[Geselecteerde tekst]

Eerst in een socialistische maatschappij zal oorlog een verouderde barbaarsheid geworden zijn. Het socialisme betekent gemeenschappelijke productie van alles, wat voor levensonderhoud nodig is, door organisatie van de arbeid dus opheffing van de onderlinge strijd; het betekent opheffing van de uitbuiting en de kapitaalwinst en in plaats daarvan regeling der productie ten dienste van de behoeften. Deze nieuwe maatschappelijke orde kan eerst doorgevoerd worden, wanneer de kapitalisten niet meer meester zijn over de staat, en in hun plaats de arbeidersklasse de politieke macht verovert. Daartoe is nodig dat de arbeiders tot klassenbewustzijn ontwaken, en zich niet meer laten wijsmaken dat de tegenwoordige orde van zaken de beste is of met kleine verbeteringen goed te maken is; dat ze hun eigen belang goed leren kennen, dat ze socialistisch leren denken en zich in sterke organisaties verenigen om het kapitaal te bestrijden. Organisatie en socialistisch inzicht zijn de beide middelen om de macht van het kapitaal te overwinnen en aan het kapitalisme een einde te maken.
Strijd voor het socialisme tegen het kapitalisme is dus tegelijk de enig mogelijke strijd tegen de oorlog. Betekent dit nu, dat men dus, zolang het kapitaal nog meester is, werkeloos de handen in de schoot moet leggen, of zelfs maar gerust mee moet doen met de bourgeoisie en voor oorlogsbegrotingen en oorlogskredieten moet stemmen? Neen, zo goed als wij dag aan dag reeds nu het kapitalisme bestrijden kunnen, zo goed kunnen we reeds nu de oorlog bestrijden, want deze beide soorten van strijd zijn een en hetzelfde.
Het is niet voldoende, over de afschuwelijkheid van de oorlog te jammeren; men moet de krachten opwekken en voorbereiden, die hem onmogelijk zullen maken; en wel door organisatie van de arbeiders en door socialistische propaganda. Is de arbeidersklasse in een land sterk georganiseerd zodat de grote massa’s zich verenigd hebben en bereid zijn hun persoonlijk lot geheel voor het belang van hun klasse op te offeren en van socialistisch inzicht diep vervuld, dan laten ze zich bij een dreigende spanning tussen de regeringen niet meeslepen; zijn zij dan bereid, alles te wagen, om door demonstratie of massastaking tegen de oorlog op te treden, dan kunnen zij een regering dwingen alle oorlogsplannen op te geven en niet meer met vuur te spelen. Zulk een goed geslaagde actie tegen de oorlog betekent dan tegelijk een geweldige aantasting van de kapitalistische alleenheerschappij, dus een stap op de weg naar de verovering van de staatsmacht door de arbeidersklasse.

[/Geselecteerde tekst]
[Gegeven informatie]

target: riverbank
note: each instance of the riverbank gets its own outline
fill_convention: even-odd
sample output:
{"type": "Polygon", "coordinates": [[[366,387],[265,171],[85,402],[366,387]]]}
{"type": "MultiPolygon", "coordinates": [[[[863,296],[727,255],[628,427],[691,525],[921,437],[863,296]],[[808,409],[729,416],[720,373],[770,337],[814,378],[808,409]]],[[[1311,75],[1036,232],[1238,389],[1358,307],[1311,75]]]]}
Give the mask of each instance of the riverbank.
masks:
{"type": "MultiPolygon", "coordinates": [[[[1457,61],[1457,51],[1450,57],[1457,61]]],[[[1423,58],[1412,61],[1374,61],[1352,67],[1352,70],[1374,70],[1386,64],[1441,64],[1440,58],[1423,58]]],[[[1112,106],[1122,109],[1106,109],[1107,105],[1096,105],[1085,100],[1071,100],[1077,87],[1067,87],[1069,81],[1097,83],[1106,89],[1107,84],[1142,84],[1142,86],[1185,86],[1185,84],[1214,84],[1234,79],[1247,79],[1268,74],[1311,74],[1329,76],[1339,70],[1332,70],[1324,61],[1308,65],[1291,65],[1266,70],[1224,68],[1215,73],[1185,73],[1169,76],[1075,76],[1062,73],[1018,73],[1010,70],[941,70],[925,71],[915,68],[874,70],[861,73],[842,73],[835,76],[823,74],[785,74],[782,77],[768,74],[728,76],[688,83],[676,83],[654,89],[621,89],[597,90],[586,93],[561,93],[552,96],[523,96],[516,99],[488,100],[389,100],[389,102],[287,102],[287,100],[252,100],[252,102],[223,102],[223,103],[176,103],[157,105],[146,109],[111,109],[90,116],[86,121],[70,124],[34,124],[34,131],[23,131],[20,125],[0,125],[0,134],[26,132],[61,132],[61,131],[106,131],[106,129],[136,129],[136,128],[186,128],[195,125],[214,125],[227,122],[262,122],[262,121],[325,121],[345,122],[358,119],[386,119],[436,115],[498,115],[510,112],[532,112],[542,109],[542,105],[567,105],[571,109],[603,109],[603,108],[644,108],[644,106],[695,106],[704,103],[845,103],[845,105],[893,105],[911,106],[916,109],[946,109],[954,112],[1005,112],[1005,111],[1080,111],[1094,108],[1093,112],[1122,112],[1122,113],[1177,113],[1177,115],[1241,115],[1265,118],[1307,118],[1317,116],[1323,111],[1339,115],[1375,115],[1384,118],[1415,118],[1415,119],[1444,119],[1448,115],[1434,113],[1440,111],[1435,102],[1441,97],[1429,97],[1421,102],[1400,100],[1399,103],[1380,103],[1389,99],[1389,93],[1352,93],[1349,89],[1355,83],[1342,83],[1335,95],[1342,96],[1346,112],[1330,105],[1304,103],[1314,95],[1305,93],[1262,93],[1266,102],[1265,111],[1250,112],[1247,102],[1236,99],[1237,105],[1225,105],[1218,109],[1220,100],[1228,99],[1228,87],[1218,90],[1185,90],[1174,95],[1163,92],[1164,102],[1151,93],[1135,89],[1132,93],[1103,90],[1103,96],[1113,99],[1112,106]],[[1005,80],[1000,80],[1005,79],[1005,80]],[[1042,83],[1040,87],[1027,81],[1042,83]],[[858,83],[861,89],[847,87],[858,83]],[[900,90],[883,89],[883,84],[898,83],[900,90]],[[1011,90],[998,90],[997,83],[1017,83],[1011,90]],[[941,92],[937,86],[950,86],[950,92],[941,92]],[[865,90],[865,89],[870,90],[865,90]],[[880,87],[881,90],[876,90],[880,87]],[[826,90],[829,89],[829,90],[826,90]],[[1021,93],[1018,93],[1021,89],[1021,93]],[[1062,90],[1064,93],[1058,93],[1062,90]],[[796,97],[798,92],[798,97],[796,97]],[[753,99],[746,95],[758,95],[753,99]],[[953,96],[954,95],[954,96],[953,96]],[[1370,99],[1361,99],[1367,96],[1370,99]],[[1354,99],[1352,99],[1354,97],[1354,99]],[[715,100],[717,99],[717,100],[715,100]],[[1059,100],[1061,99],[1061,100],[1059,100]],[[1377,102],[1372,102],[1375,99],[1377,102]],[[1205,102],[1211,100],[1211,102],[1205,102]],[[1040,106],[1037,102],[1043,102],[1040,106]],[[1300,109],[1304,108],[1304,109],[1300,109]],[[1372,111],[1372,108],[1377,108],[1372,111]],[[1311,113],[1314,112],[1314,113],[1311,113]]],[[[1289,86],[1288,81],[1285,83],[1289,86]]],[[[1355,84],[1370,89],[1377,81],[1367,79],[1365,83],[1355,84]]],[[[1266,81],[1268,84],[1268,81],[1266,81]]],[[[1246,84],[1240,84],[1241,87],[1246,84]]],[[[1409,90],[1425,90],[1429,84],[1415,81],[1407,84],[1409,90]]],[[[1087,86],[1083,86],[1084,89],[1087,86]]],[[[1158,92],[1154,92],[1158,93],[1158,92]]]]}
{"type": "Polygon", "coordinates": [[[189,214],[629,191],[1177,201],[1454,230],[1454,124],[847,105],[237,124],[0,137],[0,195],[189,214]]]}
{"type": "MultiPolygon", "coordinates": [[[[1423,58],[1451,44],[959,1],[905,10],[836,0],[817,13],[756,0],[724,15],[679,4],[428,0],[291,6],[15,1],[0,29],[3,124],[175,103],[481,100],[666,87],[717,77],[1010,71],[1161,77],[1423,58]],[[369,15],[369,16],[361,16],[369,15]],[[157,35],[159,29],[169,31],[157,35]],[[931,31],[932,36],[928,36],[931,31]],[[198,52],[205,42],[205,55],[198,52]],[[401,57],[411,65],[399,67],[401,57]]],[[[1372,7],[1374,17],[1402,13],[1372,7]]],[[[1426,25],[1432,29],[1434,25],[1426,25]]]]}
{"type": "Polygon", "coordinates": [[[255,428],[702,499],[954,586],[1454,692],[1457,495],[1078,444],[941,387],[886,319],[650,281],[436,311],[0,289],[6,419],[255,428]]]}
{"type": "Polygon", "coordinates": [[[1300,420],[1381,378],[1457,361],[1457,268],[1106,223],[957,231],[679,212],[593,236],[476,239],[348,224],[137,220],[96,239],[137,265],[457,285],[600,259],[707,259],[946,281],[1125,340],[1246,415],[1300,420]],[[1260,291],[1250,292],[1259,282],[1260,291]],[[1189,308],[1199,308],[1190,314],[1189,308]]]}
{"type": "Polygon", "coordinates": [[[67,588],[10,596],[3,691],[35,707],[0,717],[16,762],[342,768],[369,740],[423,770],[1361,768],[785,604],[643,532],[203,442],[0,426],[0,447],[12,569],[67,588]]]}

[/Gegeven informatie]

Haal alstublieft uit de tekst over socialisme en oorlog letterlijk het stuk van "Strijd voor het" tot en met "een en hetzelfde.".

Uw antwoord:
Strijd voor het socialisme tegen het kapitalisme is dus tegelijk de enig mogelijke strijd tegen de oorlog. Betekent dit nu, dat men dus, zolang het kapitaal nog meester is, werkeloos de handen in de schoot moet leggen, of zelfs maar gerust mee moet doen met de bourgeoisie en voor oorlogsbegrotingen en oorlogskredieten moet stemmen? Neen, zo goed als wij dag aan dag reeds nu het kapitalisme bestrijden kunnen, zo goed kunnen we reeds nu de oorlog bestrijden, want deze beide soorten van strijd zijn een en hetzelfde.